EXCERPT:
◇ ◇ ◇ ◇ ◇ ◇ ◇

With the circuit arrangement described above, data stored in the memory cell array 4 is read from the output control circuit 3. The read-out data controls the gates of the transistors T1 and T0 via the first and second nodes 1 and 2, and is outputted from the data output terminal D.sub.out.
Consider now that an output from the data output terminal D.sub.out fully swings from "1" to "0". If an output at the data output terminal D.sub.out is "1", the first node 1 has the power source voltage V.sub.cc1, and the second node 2 has the ground potential V.sub.ss1. Therefore, the transistor T1 turns on and the transistor T0 turns off. If the output at the data output terminal D.sub.out is to be changed to "0", the levels at the nodes 1 and 2 of the output control circuit 3 are exchanged. Namely, the first node 1 has the ground potential V.sub.ss1, and the second node 2 has the power source voltage V.sub.cc1. As a result, the transistor T1 turns off and at the same time the transistor T0 turns on to output "0" from the data output terminal D.sub.out.
There will be described with reference to the equivalent circuit shown in FIG. 3 the potential change of the ground potentials V.sub.ss1 and V.sub.ss2 when the transistor TO turns on and the level at the data output terminal D.sub.out changes from "1" to "0".
As seen from FIG. 3, the internal circuit 10 has a pad Pad 1 for the ground potential V.sub.ss1. The output circuit 20 has a pad Pad 2 for the ground potential V.sub.ss2. It can be considered that a resistance R of wirings or the like is present between the pad Pad 2 and the transistor T0. Between the pad Pad 2 and the external absolute ground, there is present an inductance L of inner leads, wirings, or the like. An external load 30 is connected to the output circuit 20. This external load 30 can be considered as having a large capacitance such as 100 pF. Therefore, this capacitance CL is charged sufficiently as shown in FIG. 3. Thereafter, as the transistor T1 turns off and the transistor T0 turns on to change the level at the data output terminal D.sub.out to "0", a discharge circuit DC is formed as indicated by a two-dot chain line shown in FIG. 3. The electric charge in the capacitor CL is discharged via the discharge circuit DC. However, as described above, the discharge circuit DC includes the resistor R and inductor L so that the capacitor repeats charge/discharge operations in alternate directions. That is, the potential at the data output terminal D.sub.out oscillates as shown in FIG. 4(a). Apart from the above, the device shown in FIG. 1 is constructed as a multi-port memory wherein the ports shown in FIG. 1 and other ports not shown operate asynchronously, i.e., independently. It is assumed that a sense amplifier of the internal circuit 10 operates for the ports not shown, and that considerable power source noises are generated. In such a case, as shown in FIG. 4(b), the ground potential V.sub.ss1 of the power source P1 dedicated to the internal circuit will rise. If this rise of the ground potential V.sub.ss1 and the fall of the level at the data output terminal D.sub.out described above take a phase relationship as shown in FIG. 4(b), a large potential difference will be generated between a pair of ground potentials V.sub.ss1 and V.sub. ss2. The influence of this potential difference causes the potential V.sub.ss2 at the data output terminal D.sub.out to further rise as it oscillates in the manner described above. As a result, an output which should be "0" does not become "0" and is considered as "1", leading to an error of a low level output voltage V.sub.OL.

◇ ◇ ◇ ◇ ◇ ◇ ◇

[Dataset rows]
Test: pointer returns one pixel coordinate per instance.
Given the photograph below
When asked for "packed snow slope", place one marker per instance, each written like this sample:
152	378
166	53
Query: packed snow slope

◇ ◇ ◇ ◇ ◇ ◇ ◇

SHORT TASK:
In the output-circuit excerpt, what capacitance is given as an example of the large capacitance of the external load 30?

IN RESPONSE:
100 pF.